**Task description:** Word for word, restate every entry shown below.

**Dataset records:**
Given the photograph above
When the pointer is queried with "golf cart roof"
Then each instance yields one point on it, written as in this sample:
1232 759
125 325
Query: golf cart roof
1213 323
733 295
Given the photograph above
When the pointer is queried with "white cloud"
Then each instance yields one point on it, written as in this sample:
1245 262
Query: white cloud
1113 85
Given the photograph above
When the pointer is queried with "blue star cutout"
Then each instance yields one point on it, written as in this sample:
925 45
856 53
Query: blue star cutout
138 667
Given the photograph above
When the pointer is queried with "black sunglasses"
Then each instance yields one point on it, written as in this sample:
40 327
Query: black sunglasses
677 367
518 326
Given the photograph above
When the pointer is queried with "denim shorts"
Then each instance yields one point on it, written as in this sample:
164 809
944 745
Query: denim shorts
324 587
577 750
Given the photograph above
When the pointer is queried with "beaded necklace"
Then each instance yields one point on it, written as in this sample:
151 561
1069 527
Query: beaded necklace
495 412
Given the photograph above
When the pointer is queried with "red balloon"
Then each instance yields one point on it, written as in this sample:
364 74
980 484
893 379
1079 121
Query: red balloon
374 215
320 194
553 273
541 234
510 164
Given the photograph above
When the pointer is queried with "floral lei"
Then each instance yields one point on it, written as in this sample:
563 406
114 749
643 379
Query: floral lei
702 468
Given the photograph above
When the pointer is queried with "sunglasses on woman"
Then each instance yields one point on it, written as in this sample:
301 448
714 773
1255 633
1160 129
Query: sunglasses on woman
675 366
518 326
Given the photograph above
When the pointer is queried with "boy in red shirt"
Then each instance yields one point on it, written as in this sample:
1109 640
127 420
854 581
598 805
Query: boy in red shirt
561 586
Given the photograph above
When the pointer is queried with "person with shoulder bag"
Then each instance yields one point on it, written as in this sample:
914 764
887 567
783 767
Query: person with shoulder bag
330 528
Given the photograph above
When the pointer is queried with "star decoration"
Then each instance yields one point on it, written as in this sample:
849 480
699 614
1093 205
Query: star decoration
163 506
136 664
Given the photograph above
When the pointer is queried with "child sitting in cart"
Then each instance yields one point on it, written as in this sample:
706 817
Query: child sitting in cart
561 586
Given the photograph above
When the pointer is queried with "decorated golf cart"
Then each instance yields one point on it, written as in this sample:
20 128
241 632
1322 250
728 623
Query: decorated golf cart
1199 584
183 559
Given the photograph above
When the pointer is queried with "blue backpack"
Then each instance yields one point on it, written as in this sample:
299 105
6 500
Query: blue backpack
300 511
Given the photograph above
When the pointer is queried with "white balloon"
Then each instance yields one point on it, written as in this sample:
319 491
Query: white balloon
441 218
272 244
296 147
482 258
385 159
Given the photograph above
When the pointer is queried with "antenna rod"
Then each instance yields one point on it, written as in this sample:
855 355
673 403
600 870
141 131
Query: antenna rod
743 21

**Answer below:**
Given the photograph above
When the pointer is queried with "golf cart roof"
Then each instance yields one point on it, written as in this sample:
1232 759
125 325
Query: golf cart roof
1213 323
733 295
Given the photograph above
When the pointer is queried with "white cloud"
Then each instance yields one point on it, written as in this sample:
1245 262
Query: white cloud
1113 85
Given the photograph above
When the pointer is queried with "blue star cutout"
Then each instance yields one point on it, written as in this sample:
925 45
856 53
Query: blue star cutout
138 667
Given the photograph above
When the pointer is queried with "black sunglasses"
Then each instance yields one point on it, written as in this sample:
40 327
Query: black sunglasses
677 367
518 326
Given the photograph above
When the pointer is queried with "denim shorts"
Then each instance yields one point on it, written as in this sample:
164 809
944 745
Query: denim shorts
324 587
577 750
Given the photograph above
When the pointer is queried with "beaded necklace"
Then each instance yields one point on it, written as in this sample:
151 561
1069 527
Query: beaded necklace
495 412
Given the photograph above
When the pointer is queried with "red balloon"
Then each instance yields one point on it, written as in this sample:
364 74
980 484
893 379
1079 121
Query: red balloon
374 215
320 194
553 273
541 234
510 164
Given the photograph above
When the pointer is queried with "floral lei"
Then each instance yields one point on it, written as in this sample:
563 406
114 749
643 379
Query: floral lei
702 468
Given the photograph above
When the pointer is queried with "sunglasses on woman"
Then each instance yields one point on it, written as in this sample:
301 448
714 773
1255 633
1160 129
Query: sunglasses on woman
675 366
518 326
Given the photograph above
When the pointer is queried with "boy in red shirt"
Then each instance yields one point on it, written as in this sample:
1109 640
127 420
854 581
598 805
Query: boy in red shirt
561 586
Given the photograph above
When the pointer is queried with "person with shoulder bag"
Then each instance yields one point on it, written as in this sample:
914 764
887 567
783 767
Query: person with shoulder bag
330 528
Given the photograph above
When the pointer is queried with "star decoration"
Then each instance yields one point on it, written as in this sample:
849 480
699 614
1093 205
Query: star decoration
163 506
136 664
Given the photograph above
When the pointer is queried with "child sitting in cart"
Then each instance yields one point on it, written as in this sample:
706 817
Query: child sitting in cart
561 586
Given the photograph above
When the pointer is queried with "decorated golf cart"
Then each instance yields one point on it, written as in this sample:
20 128
241 632
1322 250
728 623
Query: decorated golf cart
1199 584
183 559
Given the photograph above
When the pointer is queried with "blue backpack"
Then each instance yields one point on it, written as in this sample:
299 105
6 500
Query: blue backpack
300 511
Given the photograph above
When the pointer is queried with "white balloon"
Then each instance yields one point on it, written as in this sample:
319 491
Query: white balloon
441 218
272 244
296 147
482 258
385 159
Given the photograph above
When the pointer is queried with "antenna rod"
Then each instance yields one point on it, written as in this sample:
855 355
673 403
600 870
141 131
Query: antenna rod
743 21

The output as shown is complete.